=== DESCRIPTION OF THE TASK ===
Print every one of the lines below word for word, leaving out the pictures.

====== EXTRACTED MATERIAL

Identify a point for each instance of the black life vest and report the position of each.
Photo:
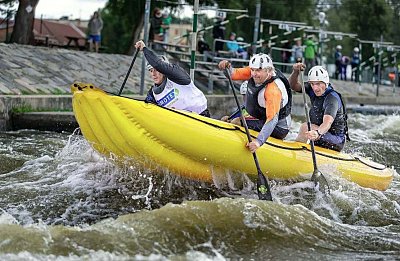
(252, 105)
(339, 124)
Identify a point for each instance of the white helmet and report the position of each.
(261, 61)
(318, 74)
(243, 87)
(162, 57)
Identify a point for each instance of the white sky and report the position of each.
(74, 9)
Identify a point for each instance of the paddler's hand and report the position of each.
(140, 45)
(312, 135)
(222, 65)
(253, 146)
(299, 67)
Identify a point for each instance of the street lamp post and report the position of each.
(321, 17)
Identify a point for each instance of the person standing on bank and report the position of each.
(95, 26)
(327, 113)
(268, 98)
(172, 87)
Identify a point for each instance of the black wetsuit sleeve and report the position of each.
(172, 71)
(331, 106)
(150, 97)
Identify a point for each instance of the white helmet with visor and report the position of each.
(261, 61)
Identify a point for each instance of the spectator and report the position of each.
(155, 26)
(219, 34)
(95, 26)
(338, 61)
(309, 54)
(242, 53)
(343, 71)
(204, 48)
(297, 52)
(166, 22)
(355, 62)
(286, 54)
(232, 45)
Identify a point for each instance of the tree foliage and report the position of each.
(23, 24)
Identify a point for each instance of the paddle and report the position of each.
(263, 189)
(129, 71)
(318, 178)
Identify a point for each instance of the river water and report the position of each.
(59, 199)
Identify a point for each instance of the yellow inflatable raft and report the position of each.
(192, 146)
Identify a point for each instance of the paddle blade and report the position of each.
(320, 182)
(263, 190)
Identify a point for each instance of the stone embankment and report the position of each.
(38, 79)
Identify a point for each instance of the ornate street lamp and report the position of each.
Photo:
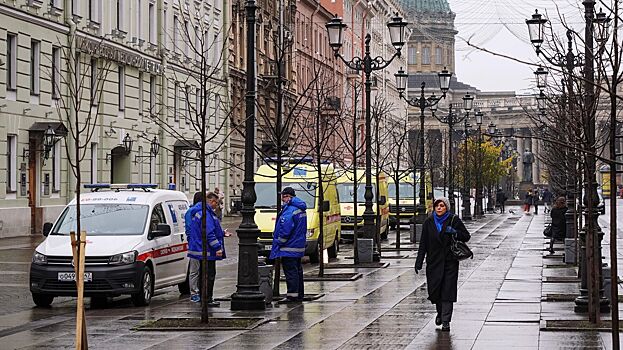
(536, 26)
(423, 102)
(479, 187)
(592, 231)
(248, 295)
(367, 64)
(541, 77)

============

=== THE SOLUTION ===
Identify a point for each instance of the black life vest and report the position of each.
Photo:
(252, 105)
(339, 124)
Identify a point for each instance of the white helmet and report the position of each.
(261, 61)
(318, 74)
(243, 87)
(162, 57)
Identify a point for each instance of the white sky and report the position of each.
(74, 9)
Identify a point for each instance of the paddler's hand and report the position of each.
(140, 45)
(312, 135)
(222, 65)
(253, 146)
(299, 67)
Identify a point for each instance of the street lamp post and report the position of each.
(321, 17)
Identify a point for each instance of the person standing on bank and report the position of each.
(95, 26)
(327, 113)
(268, 98)
(172, 87)
Identify a point for each instance of the black wetsuit sleeve and report the position of each.
(172, 71)
(331, 106)
(150, 97)
Identify a point for each instance of the white helmet with visor and report the position of each.
(261, 61)
Identify a point for each instance of the spectator and report the position of each.
(155, 26)
(219, 34)
(95, 26)
(338, 61)
(309, 54)
(242, 53)
(343, 71)
(204, 48)
(297, 52)
(166, 22)
(355, 62)
(286, 54)
(232, 45)
Identify a point for each instance of the tree foliage and report the position of each.
(23, 24)
Identify a point for each instance of the paddle and report the position of each.
(263, 189)
(129, 71)
(318, 178)
Identify a point for each instance of the river water and report the position of each.
(59, 199)
Identify a point for each instance of the yellow inflatable raft and report the position of each.
(192, 146)
Identify a point for each instance of the paddle blade and report the position of each.
(320, 182)
(263, 190)
Identify a point for each instance of the stone embankment and report the position of each.
(38, 79)
Identify a point for each instance of the ornate street lamp and report the position of each.
Photo:
(536, 26)
(423, 102)
(479, 187)
(592, 231)
(248, 295)
(367, 64)
(541, 77)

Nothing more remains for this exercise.